*Work instructions*
Copy every line of the data exactly, leaving nothing out.

Records from a collection
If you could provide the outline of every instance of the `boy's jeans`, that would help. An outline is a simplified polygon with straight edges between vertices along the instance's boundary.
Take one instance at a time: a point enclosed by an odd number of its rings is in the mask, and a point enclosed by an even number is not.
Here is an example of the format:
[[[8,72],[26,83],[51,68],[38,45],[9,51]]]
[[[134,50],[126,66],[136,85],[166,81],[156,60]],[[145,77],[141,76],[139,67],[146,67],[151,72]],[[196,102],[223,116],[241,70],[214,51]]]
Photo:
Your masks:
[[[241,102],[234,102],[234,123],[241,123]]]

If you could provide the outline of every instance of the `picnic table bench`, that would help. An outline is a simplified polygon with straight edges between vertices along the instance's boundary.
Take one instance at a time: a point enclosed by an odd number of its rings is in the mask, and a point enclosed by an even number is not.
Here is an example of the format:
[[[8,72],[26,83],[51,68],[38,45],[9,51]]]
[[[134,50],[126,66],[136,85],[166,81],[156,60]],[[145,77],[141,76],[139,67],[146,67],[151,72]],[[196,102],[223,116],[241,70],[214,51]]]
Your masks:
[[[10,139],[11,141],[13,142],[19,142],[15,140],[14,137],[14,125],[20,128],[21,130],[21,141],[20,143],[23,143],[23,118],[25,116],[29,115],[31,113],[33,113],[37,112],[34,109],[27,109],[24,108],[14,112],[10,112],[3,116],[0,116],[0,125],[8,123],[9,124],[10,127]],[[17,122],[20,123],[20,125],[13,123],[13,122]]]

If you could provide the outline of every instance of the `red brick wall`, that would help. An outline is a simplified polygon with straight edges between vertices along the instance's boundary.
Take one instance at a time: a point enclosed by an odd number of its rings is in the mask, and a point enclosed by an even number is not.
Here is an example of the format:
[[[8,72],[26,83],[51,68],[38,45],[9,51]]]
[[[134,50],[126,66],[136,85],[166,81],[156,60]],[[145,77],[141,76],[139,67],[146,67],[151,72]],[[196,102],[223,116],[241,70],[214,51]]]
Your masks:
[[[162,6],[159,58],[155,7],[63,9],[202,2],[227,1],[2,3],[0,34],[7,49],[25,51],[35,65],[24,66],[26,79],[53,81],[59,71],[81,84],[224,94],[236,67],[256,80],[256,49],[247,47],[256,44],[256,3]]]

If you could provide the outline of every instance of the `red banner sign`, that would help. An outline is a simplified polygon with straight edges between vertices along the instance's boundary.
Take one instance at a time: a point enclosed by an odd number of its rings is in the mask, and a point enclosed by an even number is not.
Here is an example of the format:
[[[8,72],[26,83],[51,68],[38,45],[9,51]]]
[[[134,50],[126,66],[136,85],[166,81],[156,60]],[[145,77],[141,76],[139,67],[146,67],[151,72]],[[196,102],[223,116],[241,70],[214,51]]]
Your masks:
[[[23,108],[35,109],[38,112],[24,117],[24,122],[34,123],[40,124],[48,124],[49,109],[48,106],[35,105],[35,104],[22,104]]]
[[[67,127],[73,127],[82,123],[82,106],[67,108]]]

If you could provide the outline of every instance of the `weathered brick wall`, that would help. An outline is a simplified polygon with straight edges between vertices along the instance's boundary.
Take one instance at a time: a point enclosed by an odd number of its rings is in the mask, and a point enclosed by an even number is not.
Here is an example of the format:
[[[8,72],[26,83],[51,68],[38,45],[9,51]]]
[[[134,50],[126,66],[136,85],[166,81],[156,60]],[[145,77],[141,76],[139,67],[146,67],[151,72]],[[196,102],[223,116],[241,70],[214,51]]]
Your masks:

*Task output*
If you could provide the outline of every instance of the `boy's jeans`, that would help. An outline is a simplified polygon with straight edges between vertices along the instance's boundary.
Take one instance at a time: a point enclosed by an odd number of its rings is in the mask, and a point enclosed by an even number is not.
Here is an example of the format:
[[[8,72],[26,83],[51,68],[38,45],[9,51]]]
[[[134,50],[126,66],[136,85],[166,81],[156,60]],[[145,77],[141,76],[139,67],[146,67],[151,72]],[[196,102],[223,116],[241,70],[214,51]]]
Photo:
Your masks:
[[[241,102],[234,102],[234,123],[241,123]]]

If you could provide the outline of every instance of the `picnic table bench`, that would help. An outline is a simplified polygon with straight edges between vertices along the instance's boundary.
Take one instance at a time: a point enclosed by an odd number of its rings is in the mask, and a point enclosed by an even number is not.
Here is an example of the format:
[[[8,72],[26,83],[51,68],[38,45],[9,51]]]
[[[134,50],[126,66],[136,85],[166,81],[156,60]],[[145,77],[141,76],[139,67],[146,67],[151,72]],[[196,102],[223,116],[241,70],[214,51]]]
Your masks:
[[[10,139],[11,141],[13,142],[19,142],[15,140],[14,137],[14,125],[20,128],[21,130],[21,141],[20,143],[23,143],[23,118],[25,116],[29,115],[31,113],[33,113],[37,112],[34,109],[27,109],[24,108],[14,112],[10,112],[3,116],[0,116],[0,125],[8,123],[9,124],[10,127]],[[17,122],[20,123],[20,125],[13,123],[13,122]]]

If you could provide the outline of every instance of the `red brick wall`, that would help. An outline is a simplified polygon with straight edges between vertices along the instance's boundary.
Take one instance at a time: a point enclosed by an odd number of its rings is in the mask, and a point enclosed by an even number is not.
Here is an example of the format:
[[[8,72],[26,83],[51,68],[38,45],[9,51]]]
[[[134,50],[126,66],[136,85],[166,81],[156,60]],[[145,77],[141,76],[139,67],[146,67],[151,72]],[[196,102],[223,116],[241,70],[214,51]]]
Your masks:
[[[162,6],[159,58],[155,7],[63,9],[202,2],[227,1],[2,3],[0,34],[7,49],[25,51],[35,65],[24,66],[26,79],[53,81],[59,71],[81,84],[224,94],[236,67],[256,80],[256,49],[247,47],[256,44],[256,3]]]

If you could provide the outline of every instance of the `red banner sign`, that would help. An outline is a simplified polygon with straight edges between vertices along the instance's boundary.
Take one instance at a time: a point enclosed by an odd number of its rings is in the mask, and a point enclosed by an even number is not.
Here is an example of the format:
[[[8,72],[26,83],[51,68],[38,45],[9,51]]]
[[[134,50],[126,66],[136,85],[166,81],[156,60]],[[145,77],[141,76],[139,67],[146,67],[151,72]],[[196,102],[223,116],[241,70],[214,51]]]
Your masks:
[[[23,108],[35,109],[38,112],[24,117],[24,122],[34,123],[40,124],[48,124],[49,109],[48,106],[35,105],[35,104],[22,104]]]
[[[67,127],[73,127],[82,123],[82,106],[67,108]]]

If you could provide the outline of every instance of the `weathered brick wall`, that would help. An outline is a simplified polygon with straight edges between vertices along the instance's boundary.
Take one instance at a time: a point enclosed by an odd number of its rings is in the mask, and a point enclosed by an even number is not.
Here is an example of the format:
[[[8,72],[26,83],[51,68],[38,45],[9,51]]]
[[[134,50],[126,66],[136,85],[166,81],[156,60]],[[145,77],[141,76],[139,67],[146,67],[151,72]],[[196,102],[223,116],[241,70],[214,51]]]
Your masks:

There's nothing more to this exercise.